Task directions:
Please return the lines below verbatim, beginning at the one that has "drawn like (513,174)." and stopping after the one that has "drawn like (219,164).", and add no other lines.

----- Supplied data

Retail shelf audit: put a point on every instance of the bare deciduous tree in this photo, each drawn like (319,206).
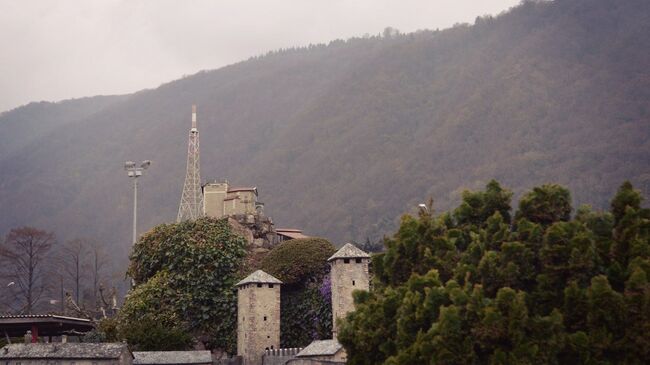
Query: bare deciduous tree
(23,254)
(73,257)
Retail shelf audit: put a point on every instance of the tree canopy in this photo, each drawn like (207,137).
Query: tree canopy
(185,275)
(469,287)
(306,309)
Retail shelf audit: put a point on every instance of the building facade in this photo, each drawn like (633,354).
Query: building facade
(349,272)
(220,199)
(66,353)
(258,316)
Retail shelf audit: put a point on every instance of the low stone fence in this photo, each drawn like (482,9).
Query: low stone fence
(235,360)
(279,356)
(299,361)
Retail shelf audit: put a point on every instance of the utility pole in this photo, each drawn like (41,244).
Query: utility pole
(135,172)
(191,206)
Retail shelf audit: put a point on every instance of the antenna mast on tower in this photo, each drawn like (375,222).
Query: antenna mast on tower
(192,199)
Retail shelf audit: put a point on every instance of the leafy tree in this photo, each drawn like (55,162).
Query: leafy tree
(299,260)
(545,205)
(186,274)
(306,309)
(545,290)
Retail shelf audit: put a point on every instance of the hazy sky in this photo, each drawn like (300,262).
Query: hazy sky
(54,50)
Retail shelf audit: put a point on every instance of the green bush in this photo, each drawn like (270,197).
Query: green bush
(306,310)
(186,274)
(477,290)
(299,260)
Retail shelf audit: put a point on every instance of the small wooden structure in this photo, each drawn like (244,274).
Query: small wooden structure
(46,325)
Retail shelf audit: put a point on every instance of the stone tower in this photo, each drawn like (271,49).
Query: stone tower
(349,272)
(258,316)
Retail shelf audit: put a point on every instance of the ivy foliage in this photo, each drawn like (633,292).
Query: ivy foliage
(306,309)
(471,288)
(299,260)
(185,275)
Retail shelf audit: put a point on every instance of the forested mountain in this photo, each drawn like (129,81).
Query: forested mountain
(342,138)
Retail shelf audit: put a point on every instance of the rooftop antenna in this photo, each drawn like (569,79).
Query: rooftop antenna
(191,206)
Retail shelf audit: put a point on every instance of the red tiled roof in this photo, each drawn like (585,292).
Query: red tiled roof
(233,190)
(288,230)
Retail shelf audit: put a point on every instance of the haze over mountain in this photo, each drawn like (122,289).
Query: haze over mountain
(341,139)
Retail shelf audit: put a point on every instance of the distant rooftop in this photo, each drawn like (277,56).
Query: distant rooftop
(47,324)
(171,357)
(321,348)
(290,233)
(236,189)
(349,251)
(259,277)
(63,351)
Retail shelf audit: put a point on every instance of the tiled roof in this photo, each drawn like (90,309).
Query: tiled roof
(171,357)
(43,316)
(259,276)
(291,233)
(63,351)
(349,251)
(233,190)
(321,348)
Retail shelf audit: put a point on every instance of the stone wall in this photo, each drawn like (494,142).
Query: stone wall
(280,356)
(300,361)
(347,275)
(258,321)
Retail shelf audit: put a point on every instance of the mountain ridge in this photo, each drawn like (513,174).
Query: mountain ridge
(343,138)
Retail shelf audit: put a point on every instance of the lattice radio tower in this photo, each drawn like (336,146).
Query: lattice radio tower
(192,198)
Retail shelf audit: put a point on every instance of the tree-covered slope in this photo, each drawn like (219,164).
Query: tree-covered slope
(342,138)
(473,286)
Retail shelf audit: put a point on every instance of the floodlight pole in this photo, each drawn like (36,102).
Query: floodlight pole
(135,209)
(135,172)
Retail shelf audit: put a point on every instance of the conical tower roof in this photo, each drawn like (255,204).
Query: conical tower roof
(259,277)
(349,251)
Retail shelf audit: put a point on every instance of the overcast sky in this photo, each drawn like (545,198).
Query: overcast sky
(55,50)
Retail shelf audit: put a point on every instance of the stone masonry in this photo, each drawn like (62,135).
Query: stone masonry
(349,272)
(258,316)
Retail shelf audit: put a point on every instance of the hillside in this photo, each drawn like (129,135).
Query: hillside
(341,139)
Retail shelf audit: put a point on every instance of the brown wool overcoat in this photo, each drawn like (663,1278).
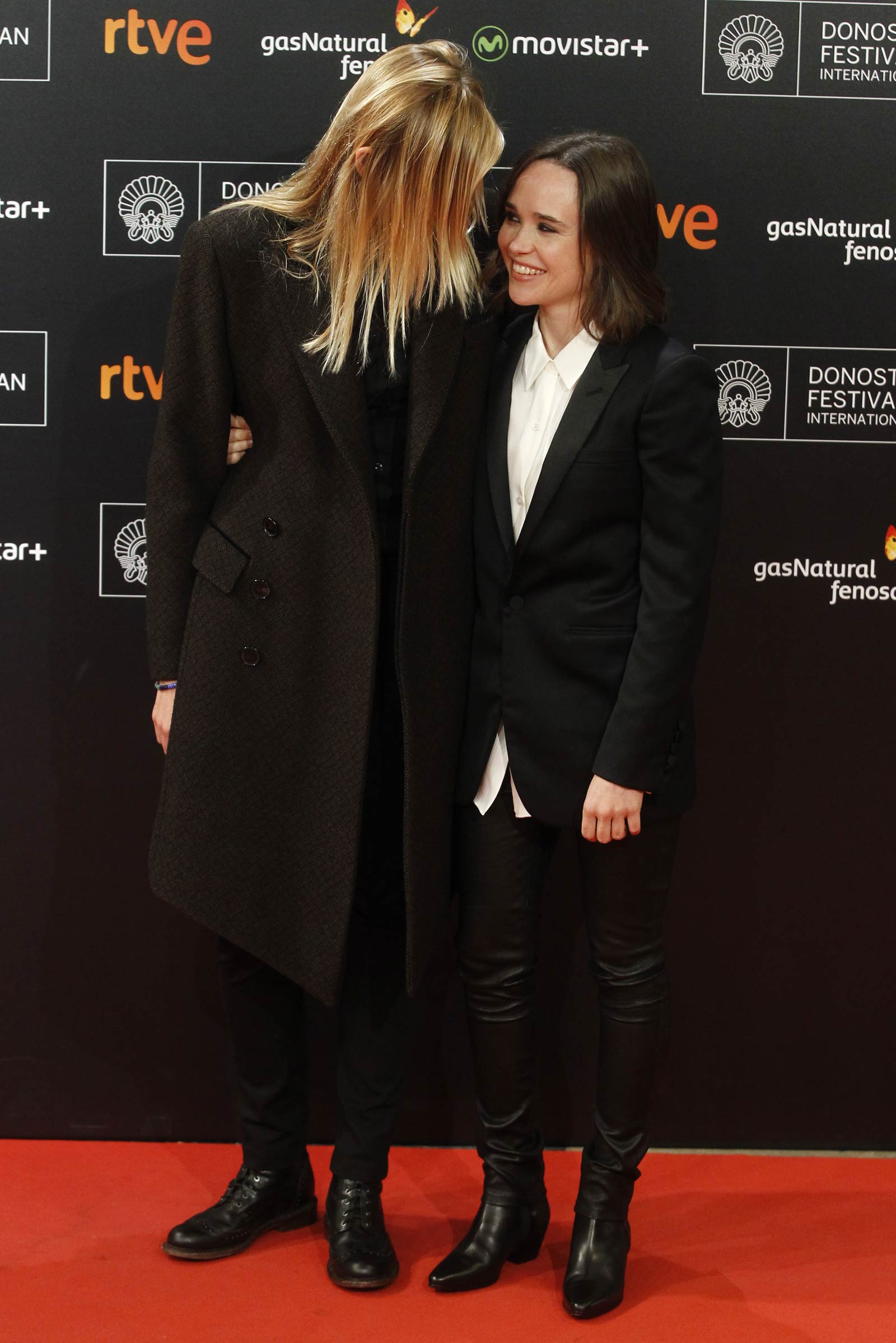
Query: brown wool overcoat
(264,595)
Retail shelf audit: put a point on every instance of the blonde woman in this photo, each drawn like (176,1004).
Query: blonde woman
(309,619)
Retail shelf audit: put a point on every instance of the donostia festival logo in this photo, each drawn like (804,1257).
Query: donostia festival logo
(151,207)
(130,551)
(406,22)
(491,43)
(752,48)
(745,390)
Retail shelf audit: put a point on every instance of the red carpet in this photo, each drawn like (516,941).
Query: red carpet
(726,1249)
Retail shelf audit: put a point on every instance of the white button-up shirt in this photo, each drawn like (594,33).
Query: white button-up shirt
(542,390)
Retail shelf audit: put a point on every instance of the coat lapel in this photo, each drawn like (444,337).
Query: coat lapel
(497,421)
(586,406)
(437,340)
(338,397)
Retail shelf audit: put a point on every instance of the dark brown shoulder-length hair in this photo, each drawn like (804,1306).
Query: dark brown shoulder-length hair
(618,231)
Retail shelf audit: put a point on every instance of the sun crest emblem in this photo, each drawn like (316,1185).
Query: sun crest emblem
(151,207)
(752,48)
(406,22)
(130,551)
(745,390)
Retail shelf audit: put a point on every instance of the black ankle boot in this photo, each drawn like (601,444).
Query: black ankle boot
(496,1236)
(254,1202)
(597,1270)
(361,1252)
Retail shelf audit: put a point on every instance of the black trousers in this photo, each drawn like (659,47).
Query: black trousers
(503,862)
(267,1010)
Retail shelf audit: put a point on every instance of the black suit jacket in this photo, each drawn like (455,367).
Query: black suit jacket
(587,629)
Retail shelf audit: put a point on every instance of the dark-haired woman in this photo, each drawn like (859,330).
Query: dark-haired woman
(597,512)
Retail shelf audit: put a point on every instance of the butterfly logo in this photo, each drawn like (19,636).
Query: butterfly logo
(406,23)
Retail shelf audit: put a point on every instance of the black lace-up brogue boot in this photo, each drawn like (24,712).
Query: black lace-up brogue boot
(597,1271)
(254,1202)
(361,1252)
(496,1236)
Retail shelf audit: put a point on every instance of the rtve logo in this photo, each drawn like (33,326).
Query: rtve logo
(129,371)
(699,220)
(194,32)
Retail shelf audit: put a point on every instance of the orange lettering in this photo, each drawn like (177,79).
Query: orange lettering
(135,23)
(202,39)
(152,383)
(162,41)
(106,374)
(695,223)
(128,379)
(669,226)
(112,29)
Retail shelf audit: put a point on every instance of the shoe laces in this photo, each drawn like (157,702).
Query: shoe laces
(241,1189)
(356,1208)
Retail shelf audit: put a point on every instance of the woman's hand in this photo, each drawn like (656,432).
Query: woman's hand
(162,712)
(608,810)
(240,441)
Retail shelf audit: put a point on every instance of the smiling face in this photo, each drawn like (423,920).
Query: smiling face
(539,238)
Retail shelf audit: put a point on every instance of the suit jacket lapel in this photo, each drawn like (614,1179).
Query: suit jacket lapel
(497,421)
(586,406)
(437,340)
(338,397)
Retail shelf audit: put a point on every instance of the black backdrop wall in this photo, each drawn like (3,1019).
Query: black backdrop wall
(770,132)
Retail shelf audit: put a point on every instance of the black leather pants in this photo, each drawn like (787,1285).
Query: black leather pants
(501,869)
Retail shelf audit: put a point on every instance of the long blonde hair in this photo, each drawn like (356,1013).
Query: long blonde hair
(398,230)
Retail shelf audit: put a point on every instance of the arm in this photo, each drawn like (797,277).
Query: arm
(680,454)
(187,465)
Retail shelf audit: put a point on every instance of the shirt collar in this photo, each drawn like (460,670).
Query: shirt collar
(570,363)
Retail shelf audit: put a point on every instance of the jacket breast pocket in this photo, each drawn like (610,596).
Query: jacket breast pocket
(220,559)
(606,456)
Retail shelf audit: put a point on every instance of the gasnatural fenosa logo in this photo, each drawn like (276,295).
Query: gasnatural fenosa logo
(752,48)
(406,22)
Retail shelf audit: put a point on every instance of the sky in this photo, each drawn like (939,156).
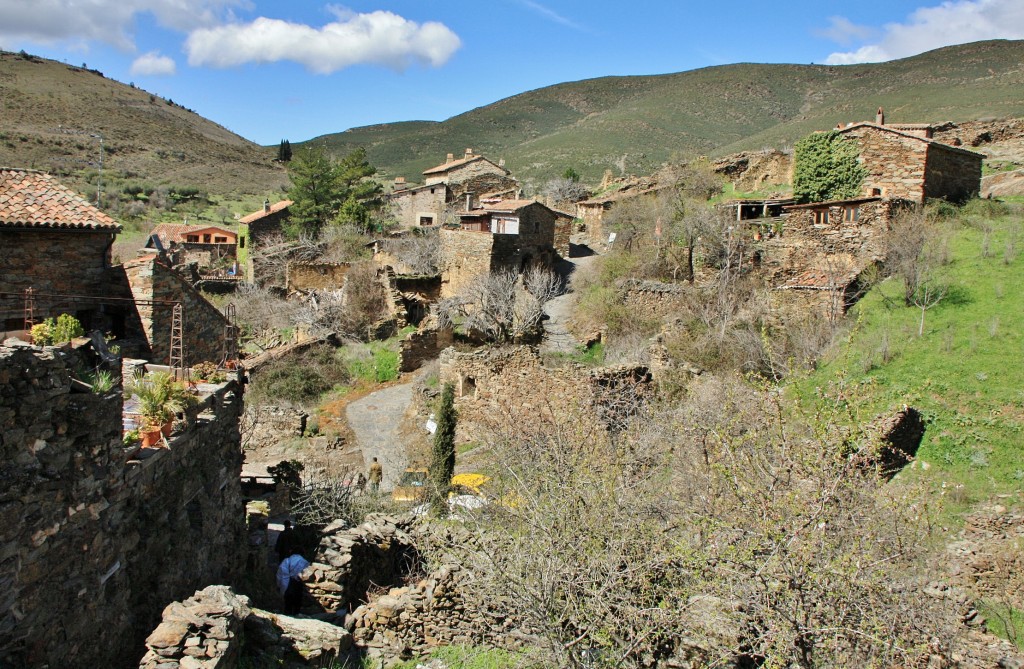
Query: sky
(270,70)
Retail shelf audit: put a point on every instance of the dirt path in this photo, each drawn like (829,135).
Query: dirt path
(557,337)
(375,420)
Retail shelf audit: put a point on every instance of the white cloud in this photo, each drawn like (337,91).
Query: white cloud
(154,65)
(843,31)
(379,37)
(78,22)
(930,28)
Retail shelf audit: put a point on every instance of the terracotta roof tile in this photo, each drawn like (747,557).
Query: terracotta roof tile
(274,208)
(31,199)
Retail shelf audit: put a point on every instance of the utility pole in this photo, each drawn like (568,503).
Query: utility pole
(99,178)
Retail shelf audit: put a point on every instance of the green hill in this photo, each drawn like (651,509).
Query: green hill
(50,110)
(633,124)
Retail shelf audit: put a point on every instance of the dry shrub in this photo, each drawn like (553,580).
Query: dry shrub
(730,530)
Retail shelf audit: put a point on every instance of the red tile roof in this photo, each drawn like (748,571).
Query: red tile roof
(31,199)
(178,232)
(274,208)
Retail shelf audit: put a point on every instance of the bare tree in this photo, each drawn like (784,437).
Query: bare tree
(727,531)
(504,306)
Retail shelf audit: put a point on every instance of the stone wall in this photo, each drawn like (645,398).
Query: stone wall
(469,171)
(422,346)
(218,629)
(316,276)
(952,173)
(909,168)
(464,257)
(52,262)
(97,539)
(895,163)
(150,279)
(498,385)
(838,245)
(410,205)
(651,300)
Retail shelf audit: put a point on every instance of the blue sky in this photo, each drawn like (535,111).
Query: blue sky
(296,69)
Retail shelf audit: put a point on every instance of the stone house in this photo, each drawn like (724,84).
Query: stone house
(58,245)
(513,234)
(155,287)
(204,245)
(593,212)
(446,185)
(255,227)
(54,242)
(823,249)
(904,162)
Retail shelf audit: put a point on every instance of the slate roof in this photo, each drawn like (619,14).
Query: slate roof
(895,129)
(31,199)
(274,208)
(459,163)
(177,232)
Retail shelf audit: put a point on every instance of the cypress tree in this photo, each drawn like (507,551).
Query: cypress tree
(442,454)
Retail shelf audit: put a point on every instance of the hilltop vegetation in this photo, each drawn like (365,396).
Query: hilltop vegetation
(51,113)
(633,124)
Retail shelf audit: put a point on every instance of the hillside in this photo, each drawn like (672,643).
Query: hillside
(633,124)
(50,110)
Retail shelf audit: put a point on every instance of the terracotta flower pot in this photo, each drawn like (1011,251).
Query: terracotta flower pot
(151,435)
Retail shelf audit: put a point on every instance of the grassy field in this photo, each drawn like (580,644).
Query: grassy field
(964,373)
(633,124)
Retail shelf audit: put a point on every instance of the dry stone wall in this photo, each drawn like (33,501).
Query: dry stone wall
(306,277)
(218,629)
(156,287)
(495,385)
(97,539)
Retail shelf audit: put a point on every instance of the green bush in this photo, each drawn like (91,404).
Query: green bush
(298,380)
(826,168)
(50,333)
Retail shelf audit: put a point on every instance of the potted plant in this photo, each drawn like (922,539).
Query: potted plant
(160,398)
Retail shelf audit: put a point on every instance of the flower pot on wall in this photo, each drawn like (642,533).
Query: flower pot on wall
(151,435)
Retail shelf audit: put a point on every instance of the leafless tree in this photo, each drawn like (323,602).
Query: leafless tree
(727,531)
(418,253)
(504,306)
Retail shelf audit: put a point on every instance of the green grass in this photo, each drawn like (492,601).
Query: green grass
(634,124)
(460,657)
(964,373)
(1004,621)
(373,363)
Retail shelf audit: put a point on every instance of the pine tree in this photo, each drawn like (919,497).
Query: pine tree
(285,151)
(442,454)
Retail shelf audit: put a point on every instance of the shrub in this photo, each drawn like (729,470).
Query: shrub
(826,168)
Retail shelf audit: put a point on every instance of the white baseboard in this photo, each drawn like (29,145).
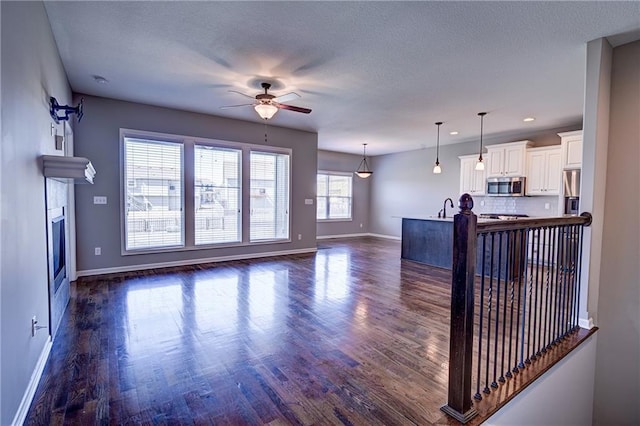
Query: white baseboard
(386,237)
(586,323)
(29,393)
(129,268)
(328,237)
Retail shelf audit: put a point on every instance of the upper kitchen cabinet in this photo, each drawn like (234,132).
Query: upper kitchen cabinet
(571,143)
(544,171)
(507,159)
(472,181)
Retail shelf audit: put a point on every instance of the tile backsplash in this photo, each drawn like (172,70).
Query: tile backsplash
(532,206)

----------

Result for this exercise:
Retail shelf audit: put a point on every instance of the mountain ridge in this photo, each drawn like (513,174).
Query: mountain ridge
(343,138)
Retail shelf audit: put a point on every instance of the lattice radio tower in this photo, each drawn like (336,146).
Query: lattice radio tower
(192,198)
Retail shelf audit: put a point on every instance of the tree-covered slope in this photo, each drawn like (219,164).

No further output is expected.